Task details ▸
Retype the entries exactly, from the very start through the line containing "point(1074, 178)", with both ends included.

[Data lines]

━━━━━━━━━━━━━━━━━━━━

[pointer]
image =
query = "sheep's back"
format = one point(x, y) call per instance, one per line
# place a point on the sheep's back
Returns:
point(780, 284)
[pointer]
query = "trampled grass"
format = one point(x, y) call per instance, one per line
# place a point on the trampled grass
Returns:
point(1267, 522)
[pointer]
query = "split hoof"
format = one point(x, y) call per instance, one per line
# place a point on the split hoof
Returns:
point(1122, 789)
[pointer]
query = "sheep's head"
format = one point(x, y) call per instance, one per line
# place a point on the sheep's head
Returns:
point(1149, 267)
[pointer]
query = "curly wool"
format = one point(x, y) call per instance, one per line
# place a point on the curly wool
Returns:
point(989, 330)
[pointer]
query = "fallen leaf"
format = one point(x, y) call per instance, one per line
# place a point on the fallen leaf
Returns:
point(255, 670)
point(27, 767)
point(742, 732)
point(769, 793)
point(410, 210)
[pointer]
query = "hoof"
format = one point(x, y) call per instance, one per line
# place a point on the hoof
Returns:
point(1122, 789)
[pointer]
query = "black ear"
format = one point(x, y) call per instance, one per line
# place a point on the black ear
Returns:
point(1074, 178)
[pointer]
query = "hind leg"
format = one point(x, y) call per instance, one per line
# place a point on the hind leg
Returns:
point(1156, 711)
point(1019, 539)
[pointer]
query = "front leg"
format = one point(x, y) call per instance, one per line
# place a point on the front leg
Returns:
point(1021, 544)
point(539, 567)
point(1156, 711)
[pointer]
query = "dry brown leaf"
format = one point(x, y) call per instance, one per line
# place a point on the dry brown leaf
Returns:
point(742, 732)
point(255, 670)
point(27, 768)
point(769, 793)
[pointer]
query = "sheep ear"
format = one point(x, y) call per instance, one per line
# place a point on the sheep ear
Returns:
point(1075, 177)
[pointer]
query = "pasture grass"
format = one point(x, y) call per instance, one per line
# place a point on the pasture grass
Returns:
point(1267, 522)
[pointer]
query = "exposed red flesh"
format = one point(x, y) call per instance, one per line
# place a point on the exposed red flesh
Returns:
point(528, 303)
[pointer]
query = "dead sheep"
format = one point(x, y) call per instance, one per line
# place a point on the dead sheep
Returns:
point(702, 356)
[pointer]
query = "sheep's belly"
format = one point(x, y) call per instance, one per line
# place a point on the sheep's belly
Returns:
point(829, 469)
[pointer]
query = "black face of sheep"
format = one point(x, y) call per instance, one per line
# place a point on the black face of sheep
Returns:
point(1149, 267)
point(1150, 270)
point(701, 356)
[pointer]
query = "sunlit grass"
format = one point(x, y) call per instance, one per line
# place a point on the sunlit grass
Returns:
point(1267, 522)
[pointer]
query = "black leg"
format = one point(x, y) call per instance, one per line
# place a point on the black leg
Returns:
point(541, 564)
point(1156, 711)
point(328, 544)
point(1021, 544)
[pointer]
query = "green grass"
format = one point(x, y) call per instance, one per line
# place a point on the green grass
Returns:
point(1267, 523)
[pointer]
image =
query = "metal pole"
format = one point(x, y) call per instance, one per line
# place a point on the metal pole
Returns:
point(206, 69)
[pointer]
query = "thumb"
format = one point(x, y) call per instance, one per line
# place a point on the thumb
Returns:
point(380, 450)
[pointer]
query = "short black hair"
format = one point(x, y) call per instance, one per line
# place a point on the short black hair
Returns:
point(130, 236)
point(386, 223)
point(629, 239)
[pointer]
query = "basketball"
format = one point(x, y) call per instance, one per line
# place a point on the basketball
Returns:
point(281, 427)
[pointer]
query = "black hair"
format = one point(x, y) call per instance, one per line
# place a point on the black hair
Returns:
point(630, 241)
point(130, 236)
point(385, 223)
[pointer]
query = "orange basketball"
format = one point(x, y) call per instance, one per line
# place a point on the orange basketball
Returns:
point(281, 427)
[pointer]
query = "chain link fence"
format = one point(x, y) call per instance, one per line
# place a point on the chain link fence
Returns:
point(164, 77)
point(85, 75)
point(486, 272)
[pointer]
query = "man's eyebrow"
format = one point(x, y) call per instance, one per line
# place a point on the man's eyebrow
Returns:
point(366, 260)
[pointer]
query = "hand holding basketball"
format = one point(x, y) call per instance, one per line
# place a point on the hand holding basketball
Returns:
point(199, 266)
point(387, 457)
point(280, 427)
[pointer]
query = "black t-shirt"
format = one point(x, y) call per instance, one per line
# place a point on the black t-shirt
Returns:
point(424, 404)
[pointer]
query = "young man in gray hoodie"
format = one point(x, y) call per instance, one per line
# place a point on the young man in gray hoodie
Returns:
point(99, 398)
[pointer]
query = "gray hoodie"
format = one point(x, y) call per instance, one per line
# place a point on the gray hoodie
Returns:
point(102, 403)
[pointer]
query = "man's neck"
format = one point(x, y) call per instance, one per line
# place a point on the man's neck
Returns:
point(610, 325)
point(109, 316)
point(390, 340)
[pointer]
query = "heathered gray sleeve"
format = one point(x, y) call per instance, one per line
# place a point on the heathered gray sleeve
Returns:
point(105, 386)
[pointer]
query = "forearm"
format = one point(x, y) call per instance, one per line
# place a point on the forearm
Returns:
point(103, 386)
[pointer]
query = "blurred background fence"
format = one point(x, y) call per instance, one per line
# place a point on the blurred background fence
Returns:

━━━━━━━━━━━━━━━━━━━━

Final answer ▸
[pointer]
image =
query = "sheep's back"
format = one point(x, y) call per instance, one per line
# place a point on the sheep's back
Returns:
point(780, 284)
[pointer]
query = "trampled grass"
format = one point(x, y) call per instance, one per line
# place a point on the trampled grass
Returns:
point(1267, 522)
[pointer]
query = "split hoof"
format = one point(x, y) call per instance, one per line
# place a point on the split hoof
Returns:
point(1122, 789)
[pointer]
query = "sheep's head"
format = one point(x, y) call per instance, one per line
# place a point on the sheep's head
Returns:
point(1149, 267)
[pointer]
query = "curly wool"
format = one point(x, y) call per instance, one per line
# place a point on the curly wool
Returns:
point(989, 330)
[pointer]
query = "fallen leaf"
format = one point(x, y) call per instance, one per line
# place a point on the fallen leaf
Returns:
point(255, 670)
point(27, 767)
point(742, 732)
point(769, 793)
point(410, 210)
[pointer]
query = "hoof"
format = one point(x, y) call per instance, one per line
# place a point on the hoof
Returns:
point(1122, 789)
[pointer]
query = "black ear"
format = one point(x, y) call per instance, one per line
# place a point on the black ear
Returns:
point(1074, 178)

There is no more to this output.